_What is expected_. Continue the court ruling on Larck's ineffective-assistance claim below from the point where it ends.

_Source text_.

---*---

Larck identifies three reasons why his counsel was allegedly ineffective. Doc. 102 at 11-14. First, Larck generally argues that his defense counsel failed to investigate the factual basis surrounding his indictment and failed to pursue an adequate defense strategy. Id. at 11. “[C]ounsel has a duty to make reasonable investigations or to make a reasonable decision that makes particular investigations unnecessary.” Strickland, 466 U.S. at 690-91 (emphasis added). To be effective, counsel is not required to “pursue every path until it bears fruit or until all hope withers.” Williams v. Head, 185 F.3d 1223, 1237 (11th Cir. 1999); see also Rogers v. Zant, 13 F.3d 384, 387 (11th Cir. 1994) (the requirement to “investigate” a case “reflects the reality that lawyers do not enjoy the benefit of endless time, energy, or financial resources.”).
Courts “should be highly deferential to those choices . . . that are arguably dictated by a reasonable trial strategy.” Devier v. Zant, 3 F.3d 1445, 1450 (11th Cir. 1993). Simply because some other testimony or argument might have proven, in hindsight, a better strategy, is not enough to render counsel's tactical decisions incompetent. Adams v. Wainwright, 709 F.2d 1443, 1445 (11th Cir. 1983) (counsel is deficient “only” if his strategy “was so patently unreasonable that no competent attorney would have chosen it.”); see also White v. Singletary, 972 F.2d 1218, 1221 (11th Cir. 1992) (“We are not interested in grading lawyers' performances; we are interested in whether the adversarial process at trial, in fact, worked adequately.”).
Larck's defense counsel more than met this standard. Counsel argued that Larck did not knowingly possess any of the items recovered from the rental car he had borrowed, and thus had no intent to use them in any way. Doc. 88 at 33-35. Counsel cross-examined the Government's witnesses regarding the ownership of the car (which was rented by someone else and loaned to Larck), the location of the firearm at the time of the collision, how Larck had obtained the money found on him at the time of the accident, the fact that the trunk and console would have been closed before police searched them, and that the drugs were wrapped and obscured from view, see doc. 73 at 37, 38, 52-53, 54. Moreover, Larck's counsel called to the stand the car's renter who testified both that the firearm found in the car and the ammunition found beside Larck belonged to her, id. at 101-02. Larck has not demonstrated that these choices were unreasonable. See Chandler v. United States, 218 F.3d 1305, 1313 (11th Cir. 2000) (movant bears the burden of persuasion “to prove, by a preponderance of competent evidence, that counsel's performance was unreasonable.”).

---*---

_Record excerpts_.
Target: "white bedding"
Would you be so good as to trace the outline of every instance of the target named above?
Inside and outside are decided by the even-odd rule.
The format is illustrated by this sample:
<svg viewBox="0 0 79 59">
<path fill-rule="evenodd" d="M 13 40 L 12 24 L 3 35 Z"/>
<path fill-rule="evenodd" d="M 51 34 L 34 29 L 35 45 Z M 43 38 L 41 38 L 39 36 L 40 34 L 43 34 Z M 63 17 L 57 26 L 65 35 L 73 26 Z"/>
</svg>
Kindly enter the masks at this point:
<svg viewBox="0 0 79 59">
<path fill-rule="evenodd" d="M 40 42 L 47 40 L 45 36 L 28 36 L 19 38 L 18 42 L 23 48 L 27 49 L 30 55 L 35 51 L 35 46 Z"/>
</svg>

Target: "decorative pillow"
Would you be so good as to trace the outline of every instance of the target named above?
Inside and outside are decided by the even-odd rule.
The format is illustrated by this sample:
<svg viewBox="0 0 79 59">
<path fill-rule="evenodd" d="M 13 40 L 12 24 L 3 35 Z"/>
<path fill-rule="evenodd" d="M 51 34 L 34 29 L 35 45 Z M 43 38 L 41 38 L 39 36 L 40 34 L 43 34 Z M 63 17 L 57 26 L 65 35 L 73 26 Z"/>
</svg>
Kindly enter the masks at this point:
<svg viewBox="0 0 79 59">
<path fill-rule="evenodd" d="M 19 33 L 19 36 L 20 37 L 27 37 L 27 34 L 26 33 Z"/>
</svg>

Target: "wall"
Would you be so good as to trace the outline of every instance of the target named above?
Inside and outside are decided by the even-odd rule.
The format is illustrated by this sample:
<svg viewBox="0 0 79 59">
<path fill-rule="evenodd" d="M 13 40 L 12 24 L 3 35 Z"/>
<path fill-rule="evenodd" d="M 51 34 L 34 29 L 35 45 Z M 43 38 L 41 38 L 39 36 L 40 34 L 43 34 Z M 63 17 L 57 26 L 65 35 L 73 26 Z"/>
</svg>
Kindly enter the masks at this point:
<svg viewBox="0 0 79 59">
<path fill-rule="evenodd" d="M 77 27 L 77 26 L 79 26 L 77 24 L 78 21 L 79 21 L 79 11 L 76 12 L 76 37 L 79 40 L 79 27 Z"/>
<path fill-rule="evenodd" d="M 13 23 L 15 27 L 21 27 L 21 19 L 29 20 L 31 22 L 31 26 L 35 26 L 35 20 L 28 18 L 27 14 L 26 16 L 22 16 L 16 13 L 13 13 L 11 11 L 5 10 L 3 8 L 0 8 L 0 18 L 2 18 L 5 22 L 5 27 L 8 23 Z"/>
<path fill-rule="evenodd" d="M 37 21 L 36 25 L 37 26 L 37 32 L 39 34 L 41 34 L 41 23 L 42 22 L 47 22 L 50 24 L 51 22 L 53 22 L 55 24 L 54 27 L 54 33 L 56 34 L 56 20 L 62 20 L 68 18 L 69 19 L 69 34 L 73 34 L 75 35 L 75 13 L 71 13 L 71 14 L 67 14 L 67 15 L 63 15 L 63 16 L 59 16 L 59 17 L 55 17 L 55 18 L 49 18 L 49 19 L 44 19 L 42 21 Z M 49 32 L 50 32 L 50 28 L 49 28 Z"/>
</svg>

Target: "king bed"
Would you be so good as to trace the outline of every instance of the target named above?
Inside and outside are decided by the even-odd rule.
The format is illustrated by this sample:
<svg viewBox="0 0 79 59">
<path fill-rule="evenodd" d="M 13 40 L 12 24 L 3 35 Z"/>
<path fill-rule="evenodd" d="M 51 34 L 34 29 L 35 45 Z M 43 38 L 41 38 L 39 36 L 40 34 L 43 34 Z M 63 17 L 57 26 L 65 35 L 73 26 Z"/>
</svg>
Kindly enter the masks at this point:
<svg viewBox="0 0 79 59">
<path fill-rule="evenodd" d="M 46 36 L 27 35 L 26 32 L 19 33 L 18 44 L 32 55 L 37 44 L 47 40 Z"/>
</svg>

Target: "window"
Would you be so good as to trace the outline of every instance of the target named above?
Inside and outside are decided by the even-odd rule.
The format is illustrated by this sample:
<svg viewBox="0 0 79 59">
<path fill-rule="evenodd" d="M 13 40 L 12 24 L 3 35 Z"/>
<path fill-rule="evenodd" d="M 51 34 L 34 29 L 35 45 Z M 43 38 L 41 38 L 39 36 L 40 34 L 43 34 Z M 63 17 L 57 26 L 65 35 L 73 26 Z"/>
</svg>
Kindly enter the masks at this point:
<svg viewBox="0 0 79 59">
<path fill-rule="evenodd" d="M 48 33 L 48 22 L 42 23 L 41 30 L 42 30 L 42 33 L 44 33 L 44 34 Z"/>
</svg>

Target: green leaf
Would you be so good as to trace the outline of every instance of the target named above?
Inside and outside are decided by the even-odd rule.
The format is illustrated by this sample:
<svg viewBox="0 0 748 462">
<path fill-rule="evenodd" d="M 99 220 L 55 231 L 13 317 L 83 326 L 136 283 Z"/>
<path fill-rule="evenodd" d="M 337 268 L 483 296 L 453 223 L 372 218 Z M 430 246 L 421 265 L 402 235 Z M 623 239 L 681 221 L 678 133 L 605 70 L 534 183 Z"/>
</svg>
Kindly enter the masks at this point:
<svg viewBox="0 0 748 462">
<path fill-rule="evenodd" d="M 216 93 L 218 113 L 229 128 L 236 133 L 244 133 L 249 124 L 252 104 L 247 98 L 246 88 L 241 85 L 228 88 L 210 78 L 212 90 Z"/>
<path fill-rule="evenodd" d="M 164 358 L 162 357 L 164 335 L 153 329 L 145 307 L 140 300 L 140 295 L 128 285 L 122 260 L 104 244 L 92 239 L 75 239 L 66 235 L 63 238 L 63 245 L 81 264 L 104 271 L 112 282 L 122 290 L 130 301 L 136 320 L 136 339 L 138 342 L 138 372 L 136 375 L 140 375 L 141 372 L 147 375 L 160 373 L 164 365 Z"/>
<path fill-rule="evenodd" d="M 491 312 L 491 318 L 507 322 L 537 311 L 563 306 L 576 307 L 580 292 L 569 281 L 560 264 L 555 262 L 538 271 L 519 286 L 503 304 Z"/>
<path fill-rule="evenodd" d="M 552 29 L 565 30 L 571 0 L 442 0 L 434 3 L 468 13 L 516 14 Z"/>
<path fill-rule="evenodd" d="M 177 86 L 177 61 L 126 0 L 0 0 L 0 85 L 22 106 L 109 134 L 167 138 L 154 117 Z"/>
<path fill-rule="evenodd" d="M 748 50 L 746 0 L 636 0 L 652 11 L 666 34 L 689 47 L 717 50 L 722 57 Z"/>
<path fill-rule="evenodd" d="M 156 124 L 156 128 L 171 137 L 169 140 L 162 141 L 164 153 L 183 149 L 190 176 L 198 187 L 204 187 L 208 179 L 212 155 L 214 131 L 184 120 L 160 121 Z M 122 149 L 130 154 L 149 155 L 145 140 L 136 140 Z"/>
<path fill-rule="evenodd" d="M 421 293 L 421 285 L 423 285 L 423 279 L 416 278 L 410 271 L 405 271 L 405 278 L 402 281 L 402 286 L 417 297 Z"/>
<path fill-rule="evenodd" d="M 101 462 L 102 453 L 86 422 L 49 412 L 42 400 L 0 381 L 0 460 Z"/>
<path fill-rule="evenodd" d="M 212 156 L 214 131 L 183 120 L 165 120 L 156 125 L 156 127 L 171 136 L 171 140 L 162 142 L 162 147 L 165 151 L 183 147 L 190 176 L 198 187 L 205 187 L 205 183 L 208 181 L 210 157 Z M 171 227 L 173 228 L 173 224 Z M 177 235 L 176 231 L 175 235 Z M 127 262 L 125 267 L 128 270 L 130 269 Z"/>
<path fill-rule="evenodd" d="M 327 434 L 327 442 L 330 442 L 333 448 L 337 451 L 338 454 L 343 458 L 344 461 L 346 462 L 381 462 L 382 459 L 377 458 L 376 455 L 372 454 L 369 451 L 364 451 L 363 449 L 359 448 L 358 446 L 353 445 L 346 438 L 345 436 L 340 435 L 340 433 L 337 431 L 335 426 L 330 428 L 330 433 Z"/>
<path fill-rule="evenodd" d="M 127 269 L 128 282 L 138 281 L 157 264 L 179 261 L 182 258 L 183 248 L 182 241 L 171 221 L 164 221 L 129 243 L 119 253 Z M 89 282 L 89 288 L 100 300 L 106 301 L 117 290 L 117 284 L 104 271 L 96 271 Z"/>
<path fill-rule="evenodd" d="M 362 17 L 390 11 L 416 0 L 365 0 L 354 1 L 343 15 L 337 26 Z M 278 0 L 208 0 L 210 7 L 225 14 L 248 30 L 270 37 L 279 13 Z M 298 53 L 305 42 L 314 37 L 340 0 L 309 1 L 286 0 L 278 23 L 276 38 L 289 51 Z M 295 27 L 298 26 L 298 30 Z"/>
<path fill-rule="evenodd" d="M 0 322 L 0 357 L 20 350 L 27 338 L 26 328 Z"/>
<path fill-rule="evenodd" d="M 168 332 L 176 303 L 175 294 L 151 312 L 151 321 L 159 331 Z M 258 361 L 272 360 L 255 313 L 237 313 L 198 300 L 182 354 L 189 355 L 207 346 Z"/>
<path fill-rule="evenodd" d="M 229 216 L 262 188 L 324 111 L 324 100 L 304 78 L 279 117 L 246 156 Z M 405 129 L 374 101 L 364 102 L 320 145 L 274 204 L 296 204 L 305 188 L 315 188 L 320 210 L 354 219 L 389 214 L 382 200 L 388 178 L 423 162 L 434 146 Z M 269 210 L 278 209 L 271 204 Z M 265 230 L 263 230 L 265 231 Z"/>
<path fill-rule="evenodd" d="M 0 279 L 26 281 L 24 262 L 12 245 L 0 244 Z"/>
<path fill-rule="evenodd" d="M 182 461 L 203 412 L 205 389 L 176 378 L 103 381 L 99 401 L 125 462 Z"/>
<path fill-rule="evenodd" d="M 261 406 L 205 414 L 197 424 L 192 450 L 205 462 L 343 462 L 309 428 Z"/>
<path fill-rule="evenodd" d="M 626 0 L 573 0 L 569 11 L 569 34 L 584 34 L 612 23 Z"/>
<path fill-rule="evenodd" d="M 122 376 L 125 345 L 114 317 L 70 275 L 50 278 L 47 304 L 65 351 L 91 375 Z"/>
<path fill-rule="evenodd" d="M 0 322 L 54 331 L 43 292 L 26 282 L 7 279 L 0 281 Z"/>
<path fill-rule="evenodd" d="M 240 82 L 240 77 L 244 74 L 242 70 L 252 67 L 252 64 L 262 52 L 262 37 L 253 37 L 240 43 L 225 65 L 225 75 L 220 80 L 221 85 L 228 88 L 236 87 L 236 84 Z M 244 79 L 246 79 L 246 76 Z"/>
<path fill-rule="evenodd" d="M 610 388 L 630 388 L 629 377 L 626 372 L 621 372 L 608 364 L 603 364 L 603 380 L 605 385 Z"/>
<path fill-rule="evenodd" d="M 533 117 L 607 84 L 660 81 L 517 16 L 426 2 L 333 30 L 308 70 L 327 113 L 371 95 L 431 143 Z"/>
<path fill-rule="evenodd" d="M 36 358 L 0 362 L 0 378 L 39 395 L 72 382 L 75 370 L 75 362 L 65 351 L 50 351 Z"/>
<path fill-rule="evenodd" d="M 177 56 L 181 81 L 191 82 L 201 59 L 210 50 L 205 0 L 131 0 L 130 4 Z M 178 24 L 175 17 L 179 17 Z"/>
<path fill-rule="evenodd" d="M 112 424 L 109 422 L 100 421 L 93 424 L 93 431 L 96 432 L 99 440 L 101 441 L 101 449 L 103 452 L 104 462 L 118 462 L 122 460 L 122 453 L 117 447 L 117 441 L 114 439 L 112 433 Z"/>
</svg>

---*---

_Answer to this exercise_.
Larck next argues that counsel was deficient by failing to object to an unauthenticated phone call at trial. Doc. 102 at 3, 11-13. His argument fails to accurately reflect the record. See doc. 73 at 89-90. When the Government attempted to authenticate and introduce several calls made by Larck from the jail, counsel objected and - pursuant to that objection - the Court prohibited their admission. Id. However, after Larck's sole witness testified in his case-in-chief that the gun found was hers, the Court permitted one call in which Larck attempted “to enlist someone to come in and say . . . that they possessed the gun and that they possessed the bullets and that the drugs were theirs and he didn't know anything about it” to be played in rebuttal. Id. at 117-18. Counsel did not object to the call being played in rebuttal, but it is not clear on what grounds he could have objected. A witness capable of authenticating the recorded call remained available, and Larck does not dispute that he made the call. See Larck, 703 Fed.Appx. at 796; see e.g., Solis v. Sec'y, Fla. Dep't of Corr., 724 Fed.Appx. 886, 888 (11th Cir. 2018) (where officer could authenticate photographs of crime scene, court on collateral review could reasonably conclude counsel's failure to object was not deficient). Given these facts, the Court cannot conclude that counsel's performance was so “outside the range of professional competence” as to comprise ineffective assistance of counsel. Putnam, 268 F.3d at 1243.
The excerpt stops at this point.